▶ **What to work on**: Locate each line of the records that contains the string "outline" with matching case, and copy those lines out in full.

▶ **Provided entries**:
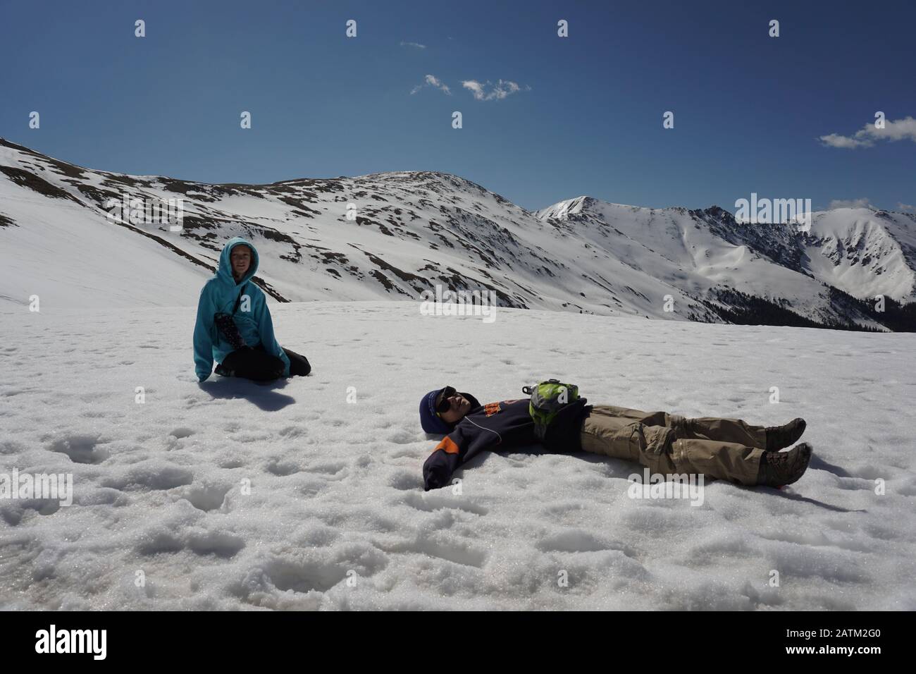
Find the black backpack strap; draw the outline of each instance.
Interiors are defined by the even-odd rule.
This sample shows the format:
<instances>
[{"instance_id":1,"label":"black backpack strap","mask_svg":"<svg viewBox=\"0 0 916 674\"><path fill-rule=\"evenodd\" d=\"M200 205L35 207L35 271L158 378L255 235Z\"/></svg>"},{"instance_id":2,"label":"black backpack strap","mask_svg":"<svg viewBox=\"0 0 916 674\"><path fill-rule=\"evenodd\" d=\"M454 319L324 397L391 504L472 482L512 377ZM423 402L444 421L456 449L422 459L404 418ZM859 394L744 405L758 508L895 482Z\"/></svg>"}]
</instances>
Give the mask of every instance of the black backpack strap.
<instances>
[{"instance_id":1,"label":"black backpack strap","mask_svg":"<svg viewBox=\"0 0 916 674\"><path fill-rule=\"evenodd\" d=\"M232 315L235 315L238 311L239 305L242 304L242 295L245 294L245 289L248 287L248 282L245 282L245 285L242 286L242 290L238 292L238 297L235 298L235 306L232 310Z\"/></svg>"}]
</instances>

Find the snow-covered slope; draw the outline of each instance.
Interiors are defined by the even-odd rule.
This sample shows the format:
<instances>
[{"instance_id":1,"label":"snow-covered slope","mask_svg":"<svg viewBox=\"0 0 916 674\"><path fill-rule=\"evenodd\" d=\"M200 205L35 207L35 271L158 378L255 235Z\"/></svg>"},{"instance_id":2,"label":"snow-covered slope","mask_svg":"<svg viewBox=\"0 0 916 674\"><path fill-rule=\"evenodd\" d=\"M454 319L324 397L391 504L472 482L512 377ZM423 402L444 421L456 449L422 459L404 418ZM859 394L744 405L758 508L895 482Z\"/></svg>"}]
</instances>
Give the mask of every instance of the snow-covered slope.
<instances>
[{"instance_id":1,"label":"snow-covered slope","mask_svg":"<svg viewBox=\"0 0 916 674\"><path fill-rule=\"evenodd\" d=\"M183 231L111 222L106 200L125 196L183 198ZM0 303L192 304L223 243L244 236L278 300L420 300L439 284L492 291L501 306L898 329L853 297L913 299L916 224L875 214L861 243L863 217L818 214L820 238L802 246L716 207L578 197L530 213L431 171L212 185L82 169L0 140ZM864 254L828 269L831 237Z\"/></svg>"},{"instance_id":2,"label":"snow-covered slope","mask_svg":"<svg viewBox=\"0 0 916 674\"><path fill-rule=\"evenodd\" d=\"M74 491L0 501L0 608L916 609L911 335L272 311L312 376L199 385L193 307L0 309L2 471ZM425 392L551 375L594 403L801 415L814 459L782 491L707 483L700 506L631 499L638 467L583 454L489 454L460 494L422 491Z\"/></svg>"}]
</instances>

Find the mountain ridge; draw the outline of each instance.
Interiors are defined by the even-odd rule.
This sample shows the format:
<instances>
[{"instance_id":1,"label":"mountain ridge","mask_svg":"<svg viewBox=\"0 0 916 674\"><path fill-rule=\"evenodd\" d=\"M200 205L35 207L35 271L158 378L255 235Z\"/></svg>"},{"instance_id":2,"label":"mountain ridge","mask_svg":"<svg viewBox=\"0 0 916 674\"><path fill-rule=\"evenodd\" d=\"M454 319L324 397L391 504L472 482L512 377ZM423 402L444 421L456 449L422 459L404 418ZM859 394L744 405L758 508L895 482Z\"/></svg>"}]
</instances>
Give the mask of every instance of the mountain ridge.
<instances>
[{"instance_id":1,"label":"mountain ridge","mask_svg":"<svg viewBox=\"0 0 916 674\"><path fill-rule=\"evenodd\" d=\"M125 198L181 198L183 230L113 223L105 204ZM96 248L81 253L81 282L88 282L114 274L100 271L113 262L96 249L116 250L121 244L109 239L120 225L158 247L149 251L157 258L151 270L158 270L168 251L164 273L185 279L169 282L166 297L157 302L196 302L196 291L184 286L202 282L191 268L212 271L223 243L246 236L261 256L258 282L278 301L419 301L424 290L443 284L490 291L499 305L516 308L735 322L748 317L751 304L765 303L773 315L789 312L785 320L889 329L881 312L840 302L831 289L855 297L849 291L861 285L860 302L883 291L895 311L905 311L902 305L914 299L916 236L896 242L916 234L916 225L907 229L916 218L853 214L852 224L844 225L824 213L833 212L814 214L818 237L805 238L785 226L746 227L715 204L652 209L580 195L529 211L465 178L431 171L204 183L95 171L0 139L4 261L27 277L0 278L20 295L31 282L67 302L86 300L43 282L57 272L43 270L54 265L42 261L38 241L70 241L75 230L95 241ZM22 232L24 226L34 231ZM142 266L146 256L139 260ZM105 292L126 303L129 290L123 297ZM146 291L137 293L147 296ZM18 296L0 294L13 302Z\"/></svg>"}]
</instances>

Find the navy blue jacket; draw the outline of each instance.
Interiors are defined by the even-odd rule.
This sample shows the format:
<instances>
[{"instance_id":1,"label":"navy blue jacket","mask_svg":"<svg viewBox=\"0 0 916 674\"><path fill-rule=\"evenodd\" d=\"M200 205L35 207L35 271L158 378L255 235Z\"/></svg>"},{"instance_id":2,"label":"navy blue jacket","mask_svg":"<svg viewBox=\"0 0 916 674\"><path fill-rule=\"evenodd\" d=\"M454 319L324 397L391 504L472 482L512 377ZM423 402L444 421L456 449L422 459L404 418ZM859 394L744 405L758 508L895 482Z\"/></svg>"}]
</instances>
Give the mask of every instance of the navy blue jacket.
<instances>
[{"instance_id":1,"label":"navy blue jacket","mask_svg":"<svg viewBox=\"0 0 916 674\"><path fill-rule=\"evenodd\" d=\"M528 398L480 405L458 422L423 464L423 487L429 492L449 483L459 466L485 450L512 449L538 444ZM543 445L551 451L581 449L579 433L590 407L580 398L564 407L548 426Z\"/></svg>"}]
</instances>

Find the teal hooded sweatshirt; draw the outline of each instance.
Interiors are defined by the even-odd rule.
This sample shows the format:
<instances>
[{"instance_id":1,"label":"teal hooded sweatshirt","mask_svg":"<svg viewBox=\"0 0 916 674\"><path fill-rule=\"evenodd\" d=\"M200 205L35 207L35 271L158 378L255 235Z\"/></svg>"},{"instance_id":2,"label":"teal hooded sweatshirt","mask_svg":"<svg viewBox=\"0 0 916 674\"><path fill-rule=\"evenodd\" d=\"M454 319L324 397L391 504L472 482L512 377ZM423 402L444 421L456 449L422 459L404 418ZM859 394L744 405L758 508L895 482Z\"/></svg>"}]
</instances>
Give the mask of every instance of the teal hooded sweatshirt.
<instances>
[{"instance_id":1,"label":"teal hooded sweatshirt","mask_svg":"<svg viewBox=\"0 0 916 674\"><path fill-rule=\"evenodd\" d=\"M232 275L229 256L234 248L243 244L251 249L251 266L245 277L236 283ZM229 239L220 255L216 275L201 291L201 299L197 304L197 324L194 326L194 370L201 381L213 371L213 360L222 363L233 351L232 345L216 328L213 316L221 312L232 314L240 294L242 303L233 320L238 326L245 343L249 347L263 345L264 350L276 356L286 365L283 376L289 376L289 358L274 337L274 324L270 320L267 298L257 284L250 281L257 272L257 250L250 243L239 237ZM249 298L248 303L245 301L245 296Z\"/></svg>"}]
</instances>

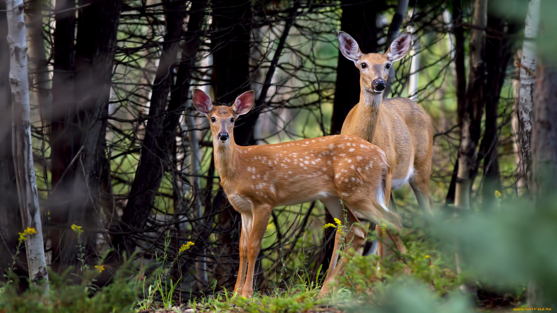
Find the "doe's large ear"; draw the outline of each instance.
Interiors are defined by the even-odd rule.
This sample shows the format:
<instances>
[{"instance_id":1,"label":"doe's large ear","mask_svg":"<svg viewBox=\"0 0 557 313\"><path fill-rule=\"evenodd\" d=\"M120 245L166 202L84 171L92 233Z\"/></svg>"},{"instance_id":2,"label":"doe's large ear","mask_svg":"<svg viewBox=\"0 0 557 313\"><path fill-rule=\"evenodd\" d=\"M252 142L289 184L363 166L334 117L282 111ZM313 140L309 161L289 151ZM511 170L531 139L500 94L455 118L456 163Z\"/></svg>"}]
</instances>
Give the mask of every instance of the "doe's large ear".
<instances>
[{"instance_id":1,"label":"doe's large ear","mask_svg":"<svg viewBox=\"0 0 557 313\"><path fill-rule=\"evenodd\" d=\"M360 47L352 36L341 31L339 32L339 50L345 57L356 62L361 56Z\"/></svg>"},{"instance_id":2,"label":"doe's large ear","mask_svg":"<svg viewBox=\"0 0 557 313\"><path fill-rule=\"evenodd\" d=\"M404 57L412 45L412 33L406 32L397 37L387 51L387 56L391 62Z\"/></svg>"},{"instance_id":3,"label":"doe's large ear","mask_svg":"<svg viewBox=\"0 0 557 313\"><path fill-rule=\"evenodd\" d=\"M255 100L255 92L253 90L246 91L238 96L232 105L234 113L238 115L245 114L251 110Z\"/></svg>"},{"instance_id":4,"label":"doe's large ear","mask_svg":"<svg viewBox=\"0 0 557 313\"><path fill-rule=\"evenodd\" d=\"M192 92L192 102L193 106L200 113L208 114L213 109L213 104L211 102L211 97L203 90L196 88Z\"/></svg>"}]
</instances>

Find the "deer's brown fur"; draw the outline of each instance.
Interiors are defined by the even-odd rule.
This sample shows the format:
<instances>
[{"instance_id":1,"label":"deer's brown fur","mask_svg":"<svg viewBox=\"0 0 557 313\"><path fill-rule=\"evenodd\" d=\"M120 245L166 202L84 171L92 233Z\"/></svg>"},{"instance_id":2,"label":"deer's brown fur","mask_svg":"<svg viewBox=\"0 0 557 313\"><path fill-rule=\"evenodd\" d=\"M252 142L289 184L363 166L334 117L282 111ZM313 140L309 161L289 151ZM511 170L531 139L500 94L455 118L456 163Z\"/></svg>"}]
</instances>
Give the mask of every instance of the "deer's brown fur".
<instances>
[{"instance_id":1,"label":"deer's brown fur","mask_svg":"<svg viewBox=\"0 0 557 313\"><path fill-rule=\"evenodd\" d=\"M355 136L338 135L240 146L234 141L234 122L251 109L253 91L239 96L231 107L213 106L209 96L196 89L193 102L209 119L221 184L242 215L234 290L243 296L253 293L255 261L275 207L320 200L343 220L344 203L372 220L400 226L399 217L385 205L389 172L385 154L377 146ZM366 234L363 229L349 232L346 241L359 247Z\"/></svg>"}]
</instances>

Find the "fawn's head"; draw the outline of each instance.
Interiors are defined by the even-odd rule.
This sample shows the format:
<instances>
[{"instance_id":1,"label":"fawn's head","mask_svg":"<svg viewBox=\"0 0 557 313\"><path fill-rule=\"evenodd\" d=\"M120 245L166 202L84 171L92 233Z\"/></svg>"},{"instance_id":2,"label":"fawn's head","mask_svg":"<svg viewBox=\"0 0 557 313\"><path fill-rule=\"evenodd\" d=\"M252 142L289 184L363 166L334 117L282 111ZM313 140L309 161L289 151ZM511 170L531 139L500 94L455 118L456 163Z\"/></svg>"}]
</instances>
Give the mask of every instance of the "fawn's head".
<instances>
[{"instance_id":1,"label":"fawn's head","mask_svg":"<svg viewBox=\"0 0 557 313\"><path fill-rule=\"evenodd\" d=\"M213 106L211 97L200 89L195 89L192 93L193 105L209 119L213 142L227 145L234 139L234 123L238 116L247 113L253 106L253 91L246 91L238 96L232 106Z\"/></svg>"},{"instance_id":2,"label":"fawn's head","mask_svg":"<svg viewBox=\"0 0 557 313\"><path fill-rule=\"evenodd\" d=\"M398 36L384 53L362 53L356 40L348 33L339 32L339 49L346 58L354 61L360 70L362 88L368 91L380 94L385 89L389 69L393 62L400 60L408 53L412 42L412 33Z\"/></svg>"}]
</instances>

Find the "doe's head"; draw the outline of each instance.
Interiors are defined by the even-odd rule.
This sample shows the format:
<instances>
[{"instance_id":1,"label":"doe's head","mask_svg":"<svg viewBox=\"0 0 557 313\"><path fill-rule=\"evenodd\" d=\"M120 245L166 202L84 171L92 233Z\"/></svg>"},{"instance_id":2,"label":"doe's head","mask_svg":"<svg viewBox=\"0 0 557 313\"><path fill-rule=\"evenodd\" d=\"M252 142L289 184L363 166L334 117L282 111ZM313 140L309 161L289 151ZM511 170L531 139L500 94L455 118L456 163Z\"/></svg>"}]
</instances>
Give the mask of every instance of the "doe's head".
<instances>
[{"instance_id":1,"label":"doe's head","mask_svg":"<svg viewBox=\"0 0 557 313\"><path fill-rule=\"evenodd\" d=\"M211 97L197 88L192 92L192 102L196 109L209 119L213 142L228 145L233 140L234 122L239 115L245 114L253 106L255 92L253 90L242 94L232 106L213 106Z\"/></svg>"},{"instance_id":2,"label":"doe's head","mask_svg":"<svg viewBox=\"0 0 557 313\"><path fill-rule=\"evenodd\" d=\"M346 58L354 61L360 70L362 88L378 94L385 89L389 70L393 63L400 60L410 50L412 34L403 33L393 41L384 53L362 53L356 40L348 33L339 32L339 49Z\"/></svg>"}]
</instances>

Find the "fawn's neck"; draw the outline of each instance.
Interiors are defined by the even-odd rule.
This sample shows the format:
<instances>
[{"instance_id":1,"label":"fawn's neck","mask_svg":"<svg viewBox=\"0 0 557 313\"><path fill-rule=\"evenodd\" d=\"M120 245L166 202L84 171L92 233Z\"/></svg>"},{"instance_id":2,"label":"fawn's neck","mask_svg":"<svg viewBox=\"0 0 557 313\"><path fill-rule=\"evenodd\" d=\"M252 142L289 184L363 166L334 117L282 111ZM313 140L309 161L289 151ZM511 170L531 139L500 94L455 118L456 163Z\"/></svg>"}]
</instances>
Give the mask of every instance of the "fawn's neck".
<instances>
[{"instance_id":1,"label":"fawn's neck","mask_svg":"<svg viewBox=\"0 0 557 313\"><path fill-rule=\"evenodd\" d=\"M360 92L359 112L358 114L358 123L368 125L367 130L369 141L373 140L379 121L379 113L381 109L381 100L383 94L377 94L373 91L362 90Z\"/></svg>"},{"instance_id":2,"label":"fawn's neck","mask_svg":"<svg viewBox=\"0 0 557 313\"><path fill-rule=\"evenodd\" d=\"M218 138L213 139L215 168L218 172L221 181L234 177L236 168L240 158L238 156L238 147L234 142L234 137L231 134L226 144Z\"/></svg>"}]
</instances>

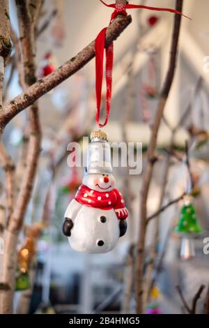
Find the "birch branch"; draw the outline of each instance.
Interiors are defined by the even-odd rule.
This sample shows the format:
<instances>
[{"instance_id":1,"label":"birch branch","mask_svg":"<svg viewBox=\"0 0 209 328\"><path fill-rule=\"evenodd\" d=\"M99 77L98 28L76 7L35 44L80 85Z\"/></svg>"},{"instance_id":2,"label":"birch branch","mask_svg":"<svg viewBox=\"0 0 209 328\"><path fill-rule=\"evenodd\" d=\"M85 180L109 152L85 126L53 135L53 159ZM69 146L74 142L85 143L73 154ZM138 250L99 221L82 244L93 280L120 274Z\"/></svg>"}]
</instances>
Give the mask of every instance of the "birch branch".
<instances>
[{"instance_id":1,"label":"birch branch","mask_svg":"<svg viewBox=\"0 0 209 328\"><path fill-rule=\"evenodd\" d=\"M176 0L176 8L178 10L181 11L183 7L183 0ZM137 258L136 258L136 301L137 301L137 313L141 313L143 310L143 274L144 274L144 262L145 255L145 237L146 230L146 216L147 216L147 198L150 188L150 184L152 178L153 168L153 158L155 158L155 152L157 144L157 137L160 128L160 124L162 118L165 104L168 98L172 82L174 77L176 68L176 61L177 57L177 48L178 43L178 37L180 32L181 17L175 15L173 33L172 38L171 50L170 56L170 62L168 72L167 74L164 84L161 91L158 108L156 112L155 121L152 128L151 139L149 148L148 150L147 163L144 175L143 186L141 191L140 218L139 225L139 241L137 246Z\"/></svg>"},{"instance_id":2,"label":"birch branch","mask_svg":"<svg viewBox=\"0 0 209 328\"><path fill-rule=\"evenodd\" d=\"M106 47L119 36L130 24L131 21L130 15L126 17L118 15L116 17L107 29ZM24 92L15 97L5 106L3 112L0 114L0 127L1 130L15 116L82 68L94 57L94 41L93 41L75 57L67 61L52 74L38 80L31 87L27 87Z\"/></svg>"}]
</instances>

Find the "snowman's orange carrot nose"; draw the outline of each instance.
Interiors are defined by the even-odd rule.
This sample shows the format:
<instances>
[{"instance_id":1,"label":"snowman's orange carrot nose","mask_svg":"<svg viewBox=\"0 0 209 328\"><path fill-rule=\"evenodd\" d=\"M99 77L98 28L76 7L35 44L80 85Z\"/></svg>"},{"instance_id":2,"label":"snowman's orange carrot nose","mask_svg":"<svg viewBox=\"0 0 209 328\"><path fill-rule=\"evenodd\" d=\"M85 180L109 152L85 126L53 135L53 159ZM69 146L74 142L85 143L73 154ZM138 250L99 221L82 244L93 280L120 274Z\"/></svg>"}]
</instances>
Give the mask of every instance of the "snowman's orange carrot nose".
<instances>
[{"instance_id":1,"label":"snowman's orange carrot nose","mask_svg":"<svg viewBox=\"0 0 209 328\"><path fill-rule=\"evenodd\" d=\"M105 182L105 184L107 184L107 182L109 182L109 177L104 177L103 180L104 180L104 182Z\"/></svg>"}]
</instances>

▶ **Worked answer**:
Find the black backpack strap; draw the outline of each instance.
Find the snow-covered slope; draw the outline of each instance.
Find the mountain ridge; draw the outline of each instance.
Find the navy blue jacket; draw the outline of each instance.
Find the teal hooded sweatshirt; draw the outline of each instance.
Find the "doe's large ear"; draw the outline of each instance.
Find the "deer's brown fur"; draw the outline of each instance.
Find the "fawn's head"; draw the outline of each instance.
Find the "doe's head"; draw the outline of each instance.
Find the "fawn's neck"; draw the outline of each instance.
Find the "birch branch"; draw the outline of each instance.
Find the "snowman's orange carrot nose"; draw the outline of each instance.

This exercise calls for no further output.